> Set task
Pick out each line in the data below that contains the string "skin" and copy those lines.

> Information provided
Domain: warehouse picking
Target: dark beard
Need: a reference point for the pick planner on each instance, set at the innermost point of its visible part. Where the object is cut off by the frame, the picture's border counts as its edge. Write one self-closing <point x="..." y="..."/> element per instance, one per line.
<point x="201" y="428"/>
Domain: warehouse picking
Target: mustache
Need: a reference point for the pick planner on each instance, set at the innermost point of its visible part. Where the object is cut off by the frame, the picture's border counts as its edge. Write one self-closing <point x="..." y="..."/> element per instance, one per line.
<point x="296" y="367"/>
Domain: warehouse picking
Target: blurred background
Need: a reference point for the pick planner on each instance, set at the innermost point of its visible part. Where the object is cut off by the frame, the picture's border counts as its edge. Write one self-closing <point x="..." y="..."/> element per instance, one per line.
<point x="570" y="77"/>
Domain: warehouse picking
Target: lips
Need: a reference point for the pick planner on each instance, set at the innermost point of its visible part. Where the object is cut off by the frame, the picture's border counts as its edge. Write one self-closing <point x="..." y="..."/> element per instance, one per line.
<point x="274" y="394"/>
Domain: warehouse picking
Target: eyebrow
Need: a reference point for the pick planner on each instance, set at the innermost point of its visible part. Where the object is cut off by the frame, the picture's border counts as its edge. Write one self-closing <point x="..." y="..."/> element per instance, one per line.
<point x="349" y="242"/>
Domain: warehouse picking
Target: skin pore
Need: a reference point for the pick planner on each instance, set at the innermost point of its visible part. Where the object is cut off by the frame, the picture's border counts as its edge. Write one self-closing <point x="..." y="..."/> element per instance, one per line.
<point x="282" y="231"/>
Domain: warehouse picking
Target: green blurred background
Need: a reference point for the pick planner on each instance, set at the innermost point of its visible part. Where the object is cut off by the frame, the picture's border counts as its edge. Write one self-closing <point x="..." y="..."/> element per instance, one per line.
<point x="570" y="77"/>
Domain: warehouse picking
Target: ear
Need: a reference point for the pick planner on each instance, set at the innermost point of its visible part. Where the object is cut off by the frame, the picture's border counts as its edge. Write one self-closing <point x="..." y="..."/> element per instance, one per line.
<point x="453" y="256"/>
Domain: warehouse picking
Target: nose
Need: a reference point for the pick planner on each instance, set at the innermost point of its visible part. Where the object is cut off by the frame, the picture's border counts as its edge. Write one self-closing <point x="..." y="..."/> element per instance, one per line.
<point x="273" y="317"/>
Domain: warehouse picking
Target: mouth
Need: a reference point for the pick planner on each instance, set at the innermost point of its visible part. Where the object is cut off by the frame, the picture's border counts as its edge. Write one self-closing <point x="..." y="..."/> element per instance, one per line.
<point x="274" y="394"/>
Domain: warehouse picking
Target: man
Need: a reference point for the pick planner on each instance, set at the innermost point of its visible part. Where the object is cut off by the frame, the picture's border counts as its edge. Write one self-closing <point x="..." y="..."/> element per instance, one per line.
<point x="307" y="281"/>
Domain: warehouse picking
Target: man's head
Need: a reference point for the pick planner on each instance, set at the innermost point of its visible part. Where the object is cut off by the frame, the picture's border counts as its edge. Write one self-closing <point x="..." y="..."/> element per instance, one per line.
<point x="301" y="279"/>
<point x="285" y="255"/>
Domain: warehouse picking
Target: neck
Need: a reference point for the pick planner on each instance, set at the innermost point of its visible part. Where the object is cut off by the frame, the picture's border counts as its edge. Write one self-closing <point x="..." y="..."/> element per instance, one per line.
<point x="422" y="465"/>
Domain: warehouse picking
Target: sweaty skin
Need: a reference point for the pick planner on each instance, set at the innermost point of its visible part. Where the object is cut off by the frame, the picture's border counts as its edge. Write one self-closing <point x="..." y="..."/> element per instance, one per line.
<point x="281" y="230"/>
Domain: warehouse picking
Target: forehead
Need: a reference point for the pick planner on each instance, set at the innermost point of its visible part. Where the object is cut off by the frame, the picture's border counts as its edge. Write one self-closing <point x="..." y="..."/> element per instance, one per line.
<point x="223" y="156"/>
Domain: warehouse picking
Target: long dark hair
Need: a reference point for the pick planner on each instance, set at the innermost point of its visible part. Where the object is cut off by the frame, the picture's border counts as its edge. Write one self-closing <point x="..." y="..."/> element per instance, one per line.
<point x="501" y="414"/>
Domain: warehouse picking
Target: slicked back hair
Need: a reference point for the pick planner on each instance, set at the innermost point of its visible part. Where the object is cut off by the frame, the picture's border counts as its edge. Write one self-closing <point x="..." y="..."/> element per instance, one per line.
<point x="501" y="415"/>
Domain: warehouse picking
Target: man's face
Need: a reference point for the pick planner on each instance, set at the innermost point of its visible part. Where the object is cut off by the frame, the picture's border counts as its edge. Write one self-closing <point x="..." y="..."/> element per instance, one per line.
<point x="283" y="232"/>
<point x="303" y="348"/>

> Output below
Target: skin pore
Target: sweaty skin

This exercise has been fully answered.